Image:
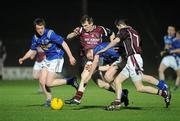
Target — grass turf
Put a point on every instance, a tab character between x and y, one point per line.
20	102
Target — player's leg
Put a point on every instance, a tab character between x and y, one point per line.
115	105
159	83
151	90
107	83
36	74
82	86
1	69
167	61
177	79
46	89
161	70
110	73
55	66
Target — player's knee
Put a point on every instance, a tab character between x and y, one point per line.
101	85
178	72
49	83
108	77
36	77
160	70
140	88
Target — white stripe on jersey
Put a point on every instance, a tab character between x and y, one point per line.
131	41
49	33
80	30
104	30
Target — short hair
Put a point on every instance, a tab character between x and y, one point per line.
86	18
178	32
39	21
119	21
172	26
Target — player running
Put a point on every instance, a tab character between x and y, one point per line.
90	36
175	52
50	42
169	60
134	66
39	57
107	63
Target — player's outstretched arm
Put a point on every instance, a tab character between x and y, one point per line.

============================================================

• [Given exercise] Could you copy all of the rows above word for word, leaving the pictures out of your copy?

• [Solution to the exercise]
Image:
Target — grass turf
Put a point on every instance, a tab character between x and y, one point per line.
20	102
Target — player's leg
Put a point on every instance, a tab character between x and y, one point per line.
115	105
159	83
151	90
107	83
36	74
82	86
1	69
167	61
177	79
46	89
161	70
110	73
55	66
Target — player's knee
Put a point on every instance, a tab character between x and y, one point per line.
101	85
178	72
49	83
108	77
36	77
160	70
140	88
Target — white stripe on jersey
Put a point on every instance, a tab character between x and y, one point per line.
131	41
49	33
80	30
104	30
Target — short hair
Put a point on every instance, a tab character between x and y, one point per line.
86	18
178	32
39	21
119	21
172	26
Target — player running
Put a point on every instance, a tab character between x and y, one point per line.
90	36
175	52
50	42
169	60
134	66
39	57
107	63
Target — player's outstretched arm
Put a point on every instance, a tab character between x and y, one point per line.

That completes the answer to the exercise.